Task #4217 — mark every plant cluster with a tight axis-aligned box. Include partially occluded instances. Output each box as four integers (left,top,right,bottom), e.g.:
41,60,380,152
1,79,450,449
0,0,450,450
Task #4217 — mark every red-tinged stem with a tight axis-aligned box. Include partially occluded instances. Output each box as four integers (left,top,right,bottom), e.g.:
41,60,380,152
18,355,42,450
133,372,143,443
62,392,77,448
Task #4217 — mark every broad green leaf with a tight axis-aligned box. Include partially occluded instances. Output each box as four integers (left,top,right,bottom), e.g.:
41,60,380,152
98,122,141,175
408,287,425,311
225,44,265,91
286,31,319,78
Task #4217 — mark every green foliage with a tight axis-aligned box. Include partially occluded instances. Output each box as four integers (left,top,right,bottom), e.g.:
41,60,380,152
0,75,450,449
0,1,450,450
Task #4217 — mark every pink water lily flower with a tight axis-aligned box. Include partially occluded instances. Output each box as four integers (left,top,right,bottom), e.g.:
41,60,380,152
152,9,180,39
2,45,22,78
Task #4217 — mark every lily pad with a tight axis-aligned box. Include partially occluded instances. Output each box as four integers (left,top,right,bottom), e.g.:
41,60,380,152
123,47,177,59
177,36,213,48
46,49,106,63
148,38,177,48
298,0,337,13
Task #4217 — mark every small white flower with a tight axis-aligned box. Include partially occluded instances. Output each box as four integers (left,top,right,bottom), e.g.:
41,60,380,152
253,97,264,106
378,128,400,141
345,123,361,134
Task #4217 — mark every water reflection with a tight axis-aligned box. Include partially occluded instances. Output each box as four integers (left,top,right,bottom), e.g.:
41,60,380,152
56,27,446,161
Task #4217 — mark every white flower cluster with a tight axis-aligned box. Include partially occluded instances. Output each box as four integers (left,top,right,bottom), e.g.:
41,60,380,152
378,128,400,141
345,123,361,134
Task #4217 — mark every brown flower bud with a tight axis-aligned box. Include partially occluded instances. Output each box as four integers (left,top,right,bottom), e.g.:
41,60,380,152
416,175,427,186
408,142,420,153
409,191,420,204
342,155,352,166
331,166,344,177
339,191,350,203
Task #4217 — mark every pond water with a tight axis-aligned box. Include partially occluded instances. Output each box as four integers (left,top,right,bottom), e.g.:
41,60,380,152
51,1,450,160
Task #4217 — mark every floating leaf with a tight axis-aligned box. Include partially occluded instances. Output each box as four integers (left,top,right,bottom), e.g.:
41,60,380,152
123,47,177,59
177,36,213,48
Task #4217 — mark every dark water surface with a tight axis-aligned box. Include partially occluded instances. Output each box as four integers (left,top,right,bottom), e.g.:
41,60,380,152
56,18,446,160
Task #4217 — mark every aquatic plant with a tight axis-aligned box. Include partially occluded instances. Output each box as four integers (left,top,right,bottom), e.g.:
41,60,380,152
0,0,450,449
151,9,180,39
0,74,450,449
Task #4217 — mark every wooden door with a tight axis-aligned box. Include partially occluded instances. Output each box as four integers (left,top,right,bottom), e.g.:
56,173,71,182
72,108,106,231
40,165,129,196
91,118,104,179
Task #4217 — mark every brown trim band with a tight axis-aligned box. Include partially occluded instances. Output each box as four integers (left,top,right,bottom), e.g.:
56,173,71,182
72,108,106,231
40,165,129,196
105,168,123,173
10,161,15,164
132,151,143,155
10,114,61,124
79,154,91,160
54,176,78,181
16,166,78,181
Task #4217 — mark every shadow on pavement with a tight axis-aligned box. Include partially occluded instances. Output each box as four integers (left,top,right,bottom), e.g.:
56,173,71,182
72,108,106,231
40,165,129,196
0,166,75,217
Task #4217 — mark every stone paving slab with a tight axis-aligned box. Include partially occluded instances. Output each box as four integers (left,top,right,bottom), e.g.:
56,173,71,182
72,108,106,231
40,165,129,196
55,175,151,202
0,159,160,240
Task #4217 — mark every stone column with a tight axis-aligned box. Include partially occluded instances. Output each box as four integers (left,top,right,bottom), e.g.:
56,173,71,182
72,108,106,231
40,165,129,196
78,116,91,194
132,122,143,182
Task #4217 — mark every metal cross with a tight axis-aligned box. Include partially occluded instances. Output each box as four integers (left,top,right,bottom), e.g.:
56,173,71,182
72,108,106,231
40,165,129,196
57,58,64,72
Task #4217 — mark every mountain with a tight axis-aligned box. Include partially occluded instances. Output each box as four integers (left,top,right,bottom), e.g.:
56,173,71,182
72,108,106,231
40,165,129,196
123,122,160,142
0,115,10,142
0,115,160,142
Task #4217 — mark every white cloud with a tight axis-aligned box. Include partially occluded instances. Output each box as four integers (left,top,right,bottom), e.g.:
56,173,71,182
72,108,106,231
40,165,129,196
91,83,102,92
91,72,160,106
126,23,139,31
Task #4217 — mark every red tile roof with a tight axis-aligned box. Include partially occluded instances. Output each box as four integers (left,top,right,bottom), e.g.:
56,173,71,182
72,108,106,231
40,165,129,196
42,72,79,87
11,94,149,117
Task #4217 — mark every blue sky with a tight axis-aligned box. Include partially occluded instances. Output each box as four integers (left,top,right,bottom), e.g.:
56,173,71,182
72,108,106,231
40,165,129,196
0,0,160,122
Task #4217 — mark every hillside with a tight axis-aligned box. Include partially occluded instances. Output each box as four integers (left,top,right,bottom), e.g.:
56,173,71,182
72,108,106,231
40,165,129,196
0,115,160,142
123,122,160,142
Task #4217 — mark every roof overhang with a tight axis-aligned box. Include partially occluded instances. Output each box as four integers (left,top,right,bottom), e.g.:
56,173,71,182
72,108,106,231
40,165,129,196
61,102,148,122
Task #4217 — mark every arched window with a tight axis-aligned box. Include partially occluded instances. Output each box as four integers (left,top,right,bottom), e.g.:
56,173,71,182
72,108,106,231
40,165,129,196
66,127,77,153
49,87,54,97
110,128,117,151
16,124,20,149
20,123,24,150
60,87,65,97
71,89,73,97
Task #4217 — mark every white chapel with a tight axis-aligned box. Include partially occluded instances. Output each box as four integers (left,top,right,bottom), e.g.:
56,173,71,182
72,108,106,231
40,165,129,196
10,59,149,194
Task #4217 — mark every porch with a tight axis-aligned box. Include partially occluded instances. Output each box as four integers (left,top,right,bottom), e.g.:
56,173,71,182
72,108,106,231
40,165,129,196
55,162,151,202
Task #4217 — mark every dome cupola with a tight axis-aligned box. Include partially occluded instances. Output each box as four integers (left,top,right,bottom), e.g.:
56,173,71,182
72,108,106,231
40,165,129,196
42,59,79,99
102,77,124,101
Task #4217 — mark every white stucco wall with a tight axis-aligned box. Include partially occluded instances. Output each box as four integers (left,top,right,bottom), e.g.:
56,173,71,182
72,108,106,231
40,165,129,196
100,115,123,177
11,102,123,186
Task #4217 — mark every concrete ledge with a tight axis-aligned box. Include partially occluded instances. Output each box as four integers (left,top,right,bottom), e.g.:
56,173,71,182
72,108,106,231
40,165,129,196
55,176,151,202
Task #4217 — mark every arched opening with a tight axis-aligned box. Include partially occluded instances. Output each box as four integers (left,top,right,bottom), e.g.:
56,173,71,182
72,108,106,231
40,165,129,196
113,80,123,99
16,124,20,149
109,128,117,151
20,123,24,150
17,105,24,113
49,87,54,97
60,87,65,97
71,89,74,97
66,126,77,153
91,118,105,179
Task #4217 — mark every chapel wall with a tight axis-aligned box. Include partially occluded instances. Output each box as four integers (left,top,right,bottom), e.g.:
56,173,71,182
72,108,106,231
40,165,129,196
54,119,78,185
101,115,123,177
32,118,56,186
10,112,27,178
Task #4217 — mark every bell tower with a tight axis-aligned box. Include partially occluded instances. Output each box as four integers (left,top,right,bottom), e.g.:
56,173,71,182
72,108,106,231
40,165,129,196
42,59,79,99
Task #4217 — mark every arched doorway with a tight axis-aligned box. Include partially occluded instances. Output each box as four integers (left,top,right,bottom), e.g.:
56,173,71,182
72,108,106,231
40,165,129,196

- - - - - - -

▶ [Given request]: Quote verbatim the part of the data that opens with the line containing "Task #4217 — mark every stone column" and closes with the line containing "126,23,139,31", both of those lines included.

▶ [Reply to the task]:
Task #4217 — mark every stone column with a tight axis-aligned box. Include partially occluded instances. Output each box as four integers (left,top,right,bottom), e.g.:
56,173,71,182
72,108,106,231
40,165,129,196
78,116,91,194
132,122,143,182
Task #4217 — mark every metal cross with a tight axis-aligned box. Include partially occluded instances. Output each box as four integers (left,top,right,bottom), e.g.:
56,173,71,182
72,108,106,231
40,165,129,196
57,58,64,72
Task #4217 — mark every mountain with a tight axis-aligned box. Include partially occluded instances. Output each box as four integers (left,top,right,bottom), e.g.:
56,173,71,182
72,108,106,231
40,165,129,196
123,122,160,142
0,115,10,142
0,115,160,142
Task #4217 — mark every white cloud with a tight axis-aligned box. Include partially occluded instances. Output each box as four integers (left,top,right,bottom), e.g.:
56,173,71,182
72,108,106,231
40,165,129,196
91,83,102,92
91,72,160,106
126,23,139,31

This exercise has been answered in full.